Given task 1: From the RV towing thread, list every item the first poster wants to tow behind the motorhome.
Given task 2: Extend the RV towing thread past its final line.
───── Excerpted passage ─────
# Monaco Diplomat w/400 iSL & 1200 ft lbs torque



## C6Corvette (Oct 10, 2007)

I am looking to buy a new 2007 or 2008 Monaco Diplomat or Knight, preferably PDQ floorplan.  Although, my wife likes the SKQ with the fireplace.  Why they would put it below the LCD TV is CRAZY!  If will destroy that TV with the heat.

My question:  I want to tow my 2005 Corvette coupe, and a Harley Road King, possibly along with bikes, and a scooter.  For those of you familiar with 40' pushers, wtih the 400 Cummins ISL, do you really think this would tow my toys with no problem.  

Second, I like the 2008 Knight with the 360 low sulfer diesel.  Do you think the 1050 ft. lbs. is enough torque?  That extra 250 ft. lbs would be helpful.

Please give me you honest opinion.  I have not bought a trailer but was thinking 28' stacker.  I might change that.

Does anyone have one of the new Renegade RVs?  I saw those in Sturgis, with a 450 Mercedez, or 450 Volvo, even a 515 turbo CAT.  NOw, that would tow anything, including Kansas!  Please share your opinions, and do you think the low sulfur engine will give up much in performance?  Shouldn't this fuel result in less maitenance over the long term?

Thanks,


----------



## DL Rupper (Oct 11, 2007)

Re: Monaco Diplomat w/400 iSL & 1200 ft lbs torque

Ultra low sulfur fuel won't do much too performance as the new engines were designed to run on the that fuel.  On the new ultra low sulfur diesel pickups the engine was increased in displacement to compensate for the emission control systems.  I can't tell the difference between low sulfur fuel (500 whatever's) and ultra low sulfur diesel (15 whatever's)fuel in my 2003 Dodge Cummins Turbo Diesel.  Performance is the same.  The big 18 wheelers don't seem to be having any problems with the new fuel or engines.


----------



## hertig (Oct 12, 2007)
───── Record list ─────
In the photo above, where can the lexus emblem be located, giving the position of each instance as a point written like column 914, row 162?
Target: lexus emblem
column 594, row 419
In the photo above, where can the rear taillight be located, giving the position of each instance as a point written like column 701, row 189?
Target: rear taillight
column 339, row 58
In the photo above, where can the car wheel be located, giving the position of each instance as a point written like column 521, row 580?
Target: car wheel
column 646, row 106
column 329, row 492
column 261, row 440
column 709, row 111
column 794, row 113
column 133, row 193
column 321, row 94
─────
Written response 1: 2005 Corvette coupe, Harley Road King, bikes, scooter

Written response 2:
Re: Monaco Diplomat w/400 iSL & 1200 ft lbs torque

Check the towing capacity of the possible coaches.  My 350 ISL cummins 'pusher is rated for 10,000 pounds, 700 pounds pin weight (which leave 300 pounds of cargo capacity on the rear axel).  You will need to have a good guess what the weight of that trailer with all those 'toys' will be; this should guide you in which coaches can pull it.


----------



## Rbarry66 (Apr 20, 2008)

RE: Monaco Diplomat w/400 iSL & 1200 ft lbs torque

We just returned from a 3800k trip to Phoenix with our new 2007 Monaco 36DQ 400hp ISL, pulling 24 ft trailer, loaded with 4 Harleys, and were totally amazed with the performance. The coach had more power than we could use on most of the mountain pass hills. I was constantly slowing down to make the curves at the top or partway up the hills. Power while towing--not a problem!! handling, different problem. we are definitely going to look into some other shock options.


----------



## pml1 (Jul 31, 2008)

RE: Monaco Diplomat w/400 iSL & 1200 ft lbs torque

I own dump trucks with cummings isl, rated at 1450 ft/lbs and it's total weigh tips the scales at 90000 lbs with a trailer and it cruises at 65 mph no problem, more then enough power their, won't peel the tires like your vette but your up their in power.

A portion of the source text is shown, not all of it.